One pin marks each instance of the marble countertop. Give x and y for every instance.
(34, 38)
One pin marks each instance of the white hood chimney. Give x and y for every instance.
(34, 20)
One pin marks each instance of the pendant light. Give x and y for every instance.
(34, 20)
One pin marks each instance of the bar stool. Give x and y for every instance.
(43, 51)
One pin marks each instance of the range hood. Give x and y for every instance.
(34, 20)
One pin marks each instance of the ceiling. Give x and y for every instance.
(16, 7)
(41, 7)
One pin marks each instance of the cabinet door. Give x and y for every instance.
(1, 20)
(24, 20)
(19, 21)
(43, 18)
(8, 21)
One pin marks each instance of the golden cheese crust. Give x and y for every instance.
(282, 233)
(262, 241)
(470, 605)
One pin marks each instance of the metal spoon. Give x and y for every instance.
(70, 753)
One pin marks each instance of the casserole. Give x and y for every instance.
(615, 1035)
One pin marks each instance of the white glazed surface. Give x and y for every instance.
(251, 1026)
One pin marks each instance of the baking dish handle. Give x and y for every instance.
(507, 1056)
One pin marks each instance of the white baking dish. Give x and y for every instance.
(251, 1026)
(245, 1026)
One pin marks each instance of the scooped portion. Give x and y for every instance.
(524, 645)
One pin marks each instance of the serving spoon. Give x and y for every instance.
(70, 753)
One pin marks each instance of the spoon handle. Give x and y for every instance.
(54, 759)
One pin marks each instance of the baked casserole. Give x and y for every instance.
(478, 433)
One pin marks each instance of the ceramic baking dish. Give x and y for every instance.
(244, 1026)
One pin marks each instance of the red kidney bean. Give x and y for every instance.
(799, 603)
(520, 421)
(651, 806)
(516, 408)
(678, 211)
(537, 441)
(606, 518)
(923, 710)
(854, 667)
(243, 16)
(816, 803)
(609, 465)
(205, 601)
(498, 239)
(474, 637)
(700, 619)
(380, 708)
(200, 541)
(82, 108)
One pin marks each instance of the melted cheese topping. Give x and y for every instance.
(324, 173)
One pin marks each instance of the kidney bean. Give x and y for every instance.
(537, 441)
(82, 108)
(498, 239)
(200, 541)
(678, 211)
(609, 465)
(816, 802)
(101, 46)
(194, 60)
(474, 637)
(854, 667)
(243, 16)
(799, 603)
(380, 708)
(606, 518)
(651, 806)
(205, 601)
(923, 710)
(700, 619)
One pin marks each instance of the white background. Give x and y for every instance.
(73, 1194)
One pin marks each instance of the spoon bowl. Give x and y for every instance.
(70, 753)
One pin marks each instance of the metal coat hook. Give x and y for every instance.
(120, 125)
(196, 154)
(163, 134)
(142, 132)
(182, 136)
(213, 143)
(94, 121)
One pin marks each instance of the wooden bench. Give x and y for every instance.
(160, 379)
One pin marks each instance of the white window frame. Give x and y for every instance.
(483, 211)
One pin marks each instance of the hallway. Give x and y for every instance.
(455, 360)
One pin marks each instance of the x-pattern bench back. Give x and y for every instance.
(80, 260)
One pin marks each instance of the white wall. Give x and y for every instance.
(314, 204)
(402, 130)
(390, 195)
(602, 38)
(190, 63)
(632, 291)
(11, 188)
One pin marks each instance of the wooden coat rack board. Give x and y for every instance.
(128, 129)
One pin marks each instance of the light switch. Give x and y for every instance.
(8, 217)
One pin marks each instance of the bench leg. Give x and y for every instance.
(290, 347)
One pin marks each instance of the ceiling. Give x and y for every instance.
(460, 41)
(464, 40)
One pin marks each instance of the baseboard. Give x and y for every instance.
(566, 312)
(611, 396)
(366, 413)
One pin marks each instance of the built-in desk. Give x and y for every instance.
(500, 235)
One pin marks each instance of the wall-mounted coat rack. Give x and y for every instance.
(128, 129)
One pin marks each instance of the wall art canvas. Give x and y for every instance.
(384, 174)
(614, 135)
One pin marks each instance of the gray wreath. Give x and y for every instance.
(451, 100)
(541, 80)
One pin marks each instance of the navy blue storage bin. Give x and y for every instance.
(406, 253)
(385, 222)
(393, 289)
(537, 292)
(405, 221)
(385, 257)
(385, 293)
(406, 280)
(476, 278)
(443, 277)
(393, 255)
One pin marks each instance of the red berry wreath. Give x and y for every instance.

*Short problem*:
Return, word for word, every line from the line with "One pin marks each instance of the light" to the final line of the data.

*Result of the task*:
One pin marks each instance of the light switch. Give x and y for every instance.
(8, 217)
One pin marks each instance of the bench leg. Give x and y for every instance.
(290, 347)
One pin marks each instance of the ceiling. Give x and y for every instance.
(460, 41)
(464, 40)
One pin marks each instance of the baseboard. Give x and y for every instance.
(566, 312)
(611, 396)
(366, 413)
One pin marks each instance of the built-in desk. Give x and y for every instance.
(500, 235)
One pin marks each instance of the wall-mounted coat rack. Give x and y for every instance.
(128, 129)
One pin marks each instance of the wall art canvas. Give x and y for every instance.
(384, 174)
(614, 135)
One pin marks each instance of the gray wreath. Give x and y for every instance.
(451, 100)
(541, 80)
One pin marks each instance of the navy blue storage bin. Give x and y for every instance.
(406, 253)
(385, 222)
(393, 289)
(537, 292)
(405, 221)
(385, 257)
(385, 293)
(406, 280)
(476, 278)
(443, 277)
(393, 255)
One pin marks each instance of the red berry wreath. Give x and y for every instance.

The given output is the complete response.